## Selected excerpt

<<<<

Now, having these questions in place doesn’t mean Hadoop can’t be projected as a replacement/amendment of existing datawarehouse strategy. On contrary, I could see some different possibilities and ways for Hadoop to sneak-in into the existing enterprise data architecture. Here are my few cents:

  1. Identify the areas where data come with once write and many reads. Most importantly, identify the nature of the read. Ask yourself that the read is straightforward or joined or aggregated? All such situations in case of BIG DATA can be efficiently handled on HDFS. If you don’t know in advance then data profiling and capacity planning will be decision maker here to identify whether this data should go to your RDBMS or HDFS. However remember, if your queries is more ad-hoc and you are planning to move it to HDFS then you need a skill more than Hive & PIG.
  2. Use Hadoop’s HDFS feature more than the Map Reduce. I mean distributed storage to minimize effort to back up and data replication. This will be cost effective in comparison to DBA costs. For example, archive data on HDFS than tap drives. So your data never retire for analysis. Entertain MR intelligently whenever you could see the opportunity to break down your calculations into different parts i.e. MAPs.

>>>>

## Records shown
<<<<

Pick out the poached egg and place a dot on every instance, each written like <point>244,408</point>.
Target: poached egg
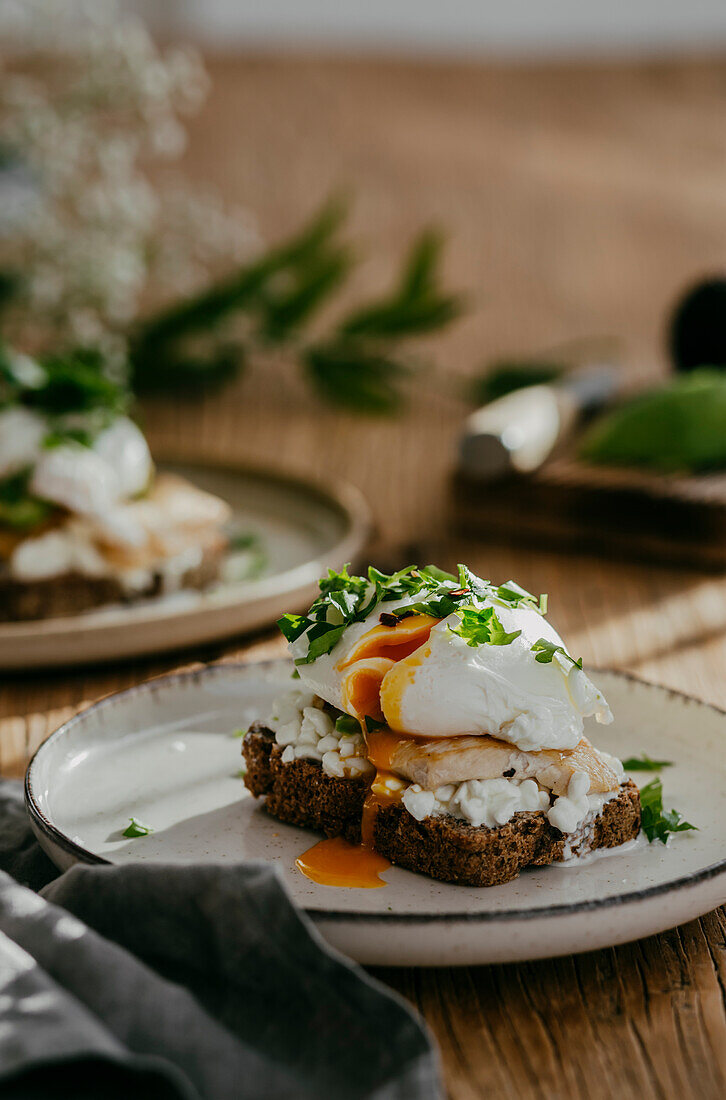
<point>424,680</point>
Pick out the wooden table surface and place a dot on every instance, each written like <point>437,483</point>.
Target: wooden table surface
<point>580,200</point>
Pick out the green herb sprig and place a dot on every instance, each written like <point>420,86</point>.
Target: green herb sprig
<point>656,823</point>
<point>481,626</point>
<point>135,828</point>
<point>347,598</point>
<point>359,364</point>
<point>545,652</point>
<point>646,763</point>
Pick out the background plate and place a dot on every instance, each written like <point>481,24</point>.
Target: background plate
<point>166,754</point>
<point>304,527</point>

>>>>

## Work to do
a) Print the Hadoop passage from "2. Use Hadoop’s" to "parts i.e. MAPs.".
b) Answer these questions using the Hadoop passage:
(i) If the nature of the data is not known in advance, what does the passage say will determine whether the data should go to an RDBMS or to HDFS?
(ii) Instead of tape drives, where does the passage recommend archiving data?
(iii) Which Hadoop feature does the passage advise using more than MapReduce?
c) Write the next part of the Hadoop passage, continuing after its final sentence.
The rows have no connection to the passage on Hadoop and data warehousing.

## The responses
a)
2. Use Hadoop’s HDFS feature more than the Map Reduce. I mean distributed storage to minimize effort to back up and data replication. This will be cost effective in comparison to DBA costs. For example, archive data on HDFS than tap drives. So your data never retire for analysis. Entertain MR intelligently whenever you could see the opportunity to break down your calculations into different parts i.e. MAPs.

b)
(i) Data profiling and capacity planning.
(ii) On HDFS.
(iii) HDFS, that is, its distributed storage.

c)
  3. Identify the data which is small and can be fit into distributed cache in HDFS. Only this can have an entry into HDFS. However, rest of small (not BIG) data can stay on RDBMS. Again, Capacity planning is major role player.
  4. Now it comes to ETL: I am really happy to see Hadoop & HDFS here. But not with Informatica, Data Stage or any other ETL tools (i don’t know much about Pentaho). I must appreciate and support Metascale webinar . They have given a right approach to take Hadoop as an Extract, Load and Transform framework. Yes, this is the only way to do right transformation on Hadoop. Let’s rename it to DATA INTEGRATION. The moment you start thinking about ETL tools it means you are taking your data out of Hadoop and the moment you take data out, you are going against all the purpose of using Hadoop as a data processing platform. Isn’t it killing the idea of doing transformation on Hadoop using MR and also the idea of brining your overall cost effective down? However, I’ll be open to learn the right logic to use informatica or any other ETL tool on top of Hadoop.

I think, effort to bring Hadoop to enterprise require diligent changes in datawarehouse reference architecture. We are going to change a lot in our Reference Architecture when we bring Hadoop into the enterprise.

So, it is not important to learn WHERE HADOOP IS THE RIGHT FIT? but it is very important to understand HOW HADOOP IS THE RIGHT FIT?

Posted in Big Data, Hadoop | Leave a Comment »

Big Data? How do you run capacity planning?

Posted by datumengineering on February 15, 2013

Most of Datawarehouse folks are very much accustomed with the term “Capacity Planning”, Read Inmon. This is widely used process for DBA’s and Datawarehouse Architects. In an typical project of data management and warehouse wide variety of audience is involved to drive the capacity planning. It involves everyone from Business Analyst to Architect to Developer to DBA and finally Data Modeler.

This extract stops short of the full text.